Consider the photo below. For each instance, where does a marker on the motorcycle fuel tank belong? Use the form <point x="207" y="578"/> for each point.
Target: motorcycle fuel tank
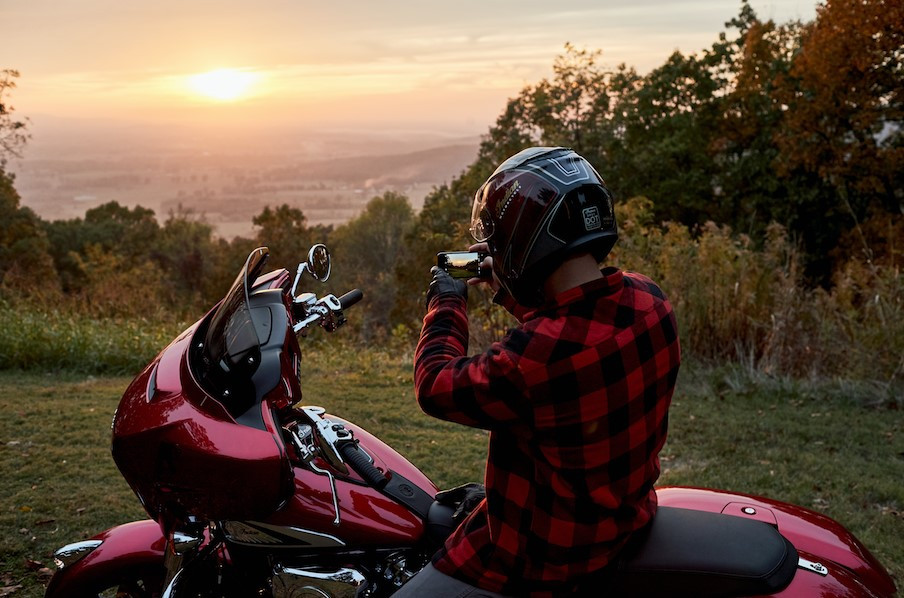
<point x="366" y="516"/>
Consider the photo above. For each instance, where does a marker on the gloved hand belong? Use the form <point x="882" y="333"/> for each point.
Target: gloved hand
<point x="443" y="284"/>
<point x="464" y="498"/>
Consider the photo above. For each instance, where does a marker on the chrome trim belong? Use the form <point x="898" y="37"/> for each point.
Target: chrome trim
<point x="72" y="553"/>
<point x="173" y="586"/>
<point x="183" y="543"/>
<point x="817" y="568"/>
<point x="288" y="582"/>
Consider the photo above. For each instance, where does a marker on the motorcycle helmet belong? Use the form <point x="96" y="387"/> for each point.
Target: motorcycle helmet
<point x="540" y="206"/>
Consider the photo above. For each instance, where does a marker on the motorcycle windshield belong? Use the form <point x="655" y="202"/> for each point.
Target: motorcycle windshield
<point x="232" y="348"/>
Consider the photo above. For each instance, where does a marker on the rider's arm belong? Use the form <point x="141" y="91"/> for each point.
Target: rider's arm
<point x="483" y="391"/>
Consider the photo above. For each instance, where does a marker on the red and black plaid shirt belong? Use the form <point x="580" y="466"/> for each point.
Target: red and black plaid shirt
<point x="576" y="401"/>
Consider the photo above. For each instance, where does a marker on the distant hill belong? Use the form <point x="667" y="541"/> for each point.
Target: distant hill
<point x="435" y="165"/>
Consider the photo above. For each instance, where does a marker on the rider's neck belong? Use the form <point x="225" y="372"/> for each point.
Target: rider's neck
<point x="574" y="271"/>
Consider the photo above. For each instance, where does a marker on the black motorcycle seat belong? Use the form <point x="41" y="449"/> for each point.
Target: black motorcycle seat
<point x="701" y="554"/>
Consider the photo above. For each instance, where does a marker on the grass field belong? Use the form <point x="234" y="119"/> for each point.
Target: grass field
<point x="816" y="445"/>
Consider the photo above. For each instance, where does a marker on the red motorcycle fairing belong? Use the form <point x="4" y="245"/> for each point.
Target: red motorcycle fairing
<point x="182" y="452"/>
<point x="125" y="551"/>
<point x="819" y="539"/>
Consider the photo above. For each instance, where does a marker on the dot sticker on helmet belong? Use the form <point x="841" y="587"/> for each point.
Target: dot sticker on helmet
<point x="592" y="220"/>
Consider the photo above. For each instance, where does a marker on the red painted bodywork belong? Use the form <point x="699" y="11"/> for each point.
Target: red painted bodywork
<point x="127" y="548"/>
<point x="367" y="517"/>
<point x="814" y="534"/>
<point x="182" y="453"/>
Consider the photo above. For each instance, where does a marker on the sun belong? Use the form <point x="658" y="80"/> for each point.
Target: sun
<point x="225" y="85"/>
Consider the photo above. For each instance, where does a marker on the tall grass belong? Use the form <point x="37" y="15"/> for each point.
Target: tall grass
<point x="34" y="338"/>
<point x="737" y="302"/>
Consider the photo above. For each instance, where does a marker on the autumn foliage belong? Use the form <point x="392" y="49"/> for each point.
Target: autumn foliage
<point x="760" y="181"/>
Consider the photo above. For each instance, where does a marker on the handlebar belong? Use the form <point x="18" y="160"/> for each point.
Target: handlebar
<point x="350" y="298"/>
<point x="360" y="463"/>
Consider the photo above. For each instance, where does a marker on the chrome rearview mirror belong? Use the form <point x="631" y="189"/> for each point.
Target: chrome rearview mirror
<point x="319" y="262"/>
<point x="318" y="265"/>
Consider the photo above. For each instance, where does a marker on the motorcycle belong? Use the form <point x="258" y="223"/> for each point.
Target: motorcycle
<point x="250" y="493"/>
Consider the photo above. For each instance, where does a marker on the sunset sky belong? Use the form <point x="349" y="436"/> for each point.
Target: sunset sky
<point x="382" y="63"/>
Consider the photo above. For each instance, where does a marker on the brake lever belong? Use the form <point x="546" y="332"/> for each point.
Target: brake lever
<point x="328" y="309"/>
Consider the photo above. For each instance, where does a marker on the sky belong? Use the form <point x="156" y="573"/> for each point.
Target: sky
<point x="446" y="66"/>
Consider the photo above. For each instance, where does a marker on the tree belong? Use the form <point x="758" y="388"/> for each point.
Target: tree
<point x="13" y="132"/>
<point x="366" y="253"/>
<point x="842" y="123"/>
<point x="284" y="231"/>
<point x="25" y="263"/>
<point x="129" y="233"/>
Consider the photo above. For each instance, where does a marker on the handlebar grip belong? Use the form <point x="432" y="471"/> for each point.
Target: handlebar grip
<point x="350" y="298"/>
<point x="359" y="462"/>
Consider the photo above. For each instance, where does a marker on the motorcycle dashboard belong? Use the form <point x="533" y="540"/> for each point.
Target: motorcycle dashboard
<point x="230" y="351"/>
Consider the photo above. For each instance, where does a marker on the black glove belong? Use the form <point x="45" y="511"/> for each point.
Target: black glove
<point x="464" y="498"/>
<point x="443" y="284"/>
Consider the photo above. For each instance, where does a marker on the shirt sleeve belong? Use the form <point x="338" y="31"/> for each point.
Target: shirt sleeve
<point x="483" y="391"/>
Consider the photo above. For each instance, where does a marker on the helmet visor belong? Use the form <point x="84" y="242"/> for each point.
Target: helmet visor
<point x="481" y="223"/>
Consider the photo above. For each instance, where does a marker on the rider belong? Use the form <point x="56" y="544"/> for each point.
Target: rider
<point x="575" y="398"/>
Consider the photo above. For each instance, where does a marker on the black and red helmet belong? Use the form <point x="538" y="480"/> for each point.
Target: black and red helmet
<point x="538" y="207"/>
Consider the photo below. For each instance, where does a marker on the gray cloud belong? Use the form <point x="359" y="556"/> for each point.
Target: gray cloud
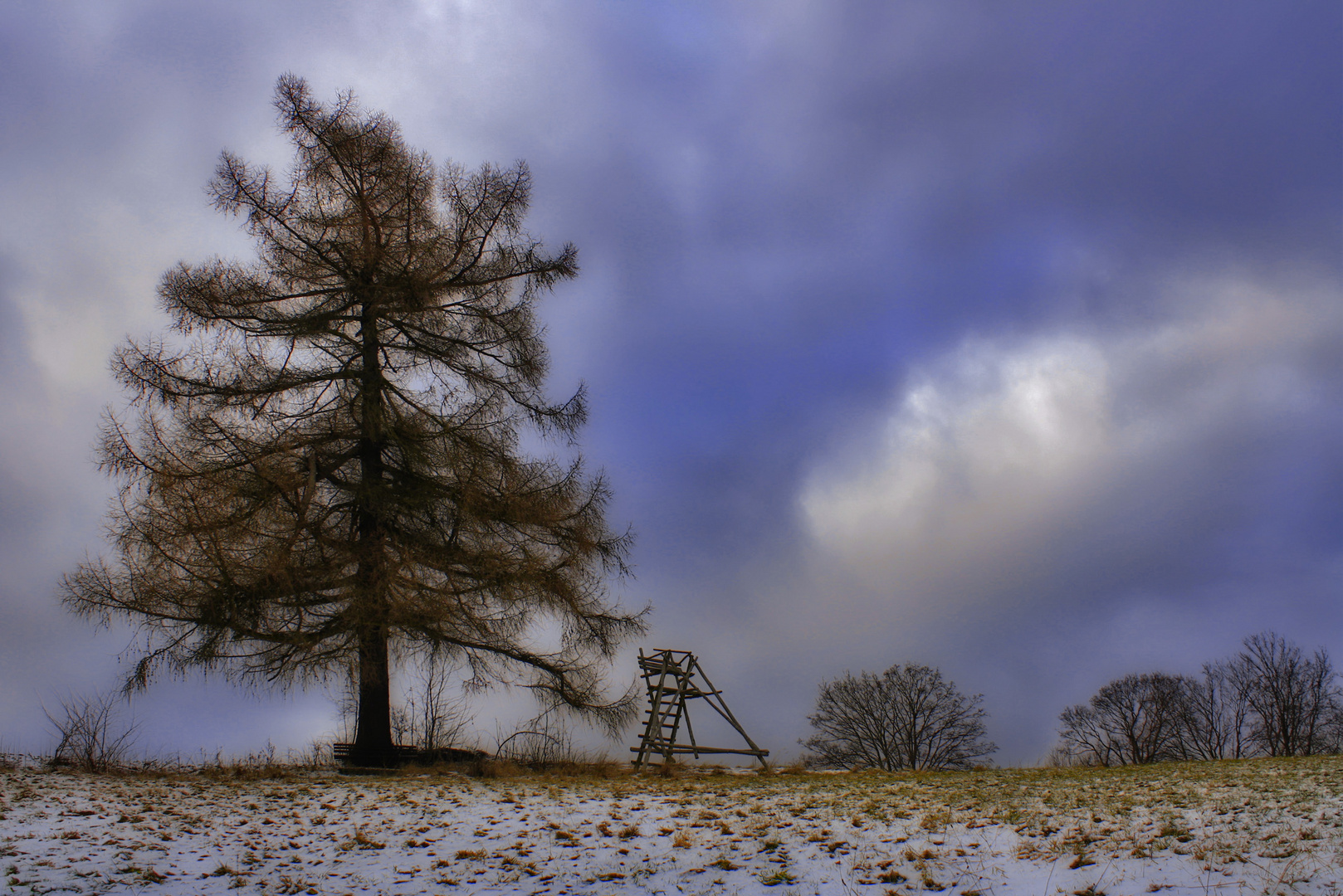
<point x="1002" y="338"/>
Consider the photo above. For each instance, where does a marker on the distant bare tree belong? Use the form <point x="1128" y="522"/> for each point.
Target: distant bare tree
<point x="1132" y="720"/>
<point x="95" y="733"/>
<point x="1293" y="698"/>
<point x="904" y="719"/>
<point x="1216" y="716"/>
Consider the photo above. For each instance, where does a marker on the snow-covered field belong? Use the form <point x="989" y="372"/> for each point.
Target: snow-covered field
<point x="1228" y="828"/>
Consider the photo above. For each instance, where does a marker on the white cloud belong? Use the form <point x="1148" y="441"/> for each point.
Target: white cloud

Exercise: Can you rescale the data from the line containing "the black and" through the end of the data, inclusive, reproducing every line in full but multiplying only the point coordinates in the answers by 0.25, rounding each to a whole number with halves going up? Leave all other numbers as they are and omit the pictures.

Complete answer:
Consider the photo above. For each instance, where does a marker on the black and red helmet belong? Use the form <point x="538" y="480"/> for each point.
Target: black and red helmet
<point x="135" y="52"/>
Consider the photo below. For each instance, where does a marker on the gray cloud belong? Use the form <point x="359" y="556"/> for each point.
Target: gray cloud
<point x="251" y="85"/>
Consider the photo above. For each instance, where does a marker on the distant bare tree belong? Use the form <point x="1128" y="522"/> for each point.
Target: distant bare tree
<point x="283" y="180"/>
<point x="24" y="183"/>
<point x="323" y="175"/>
<point x="226" y="180"/>
<point x="304" y="179"/>
Consider the photo above. For each instance, where does a marker on the snow-covered field belong? Use the form <point x="989" y="372"/> for each point.
Target: snow-covered field
<point x="307" y="207"/>
Consider the photo above. For each instance, where does a marker on the white cloud belong? Use the form <point x="1148" y="441"/> for each point.
Target: white cloud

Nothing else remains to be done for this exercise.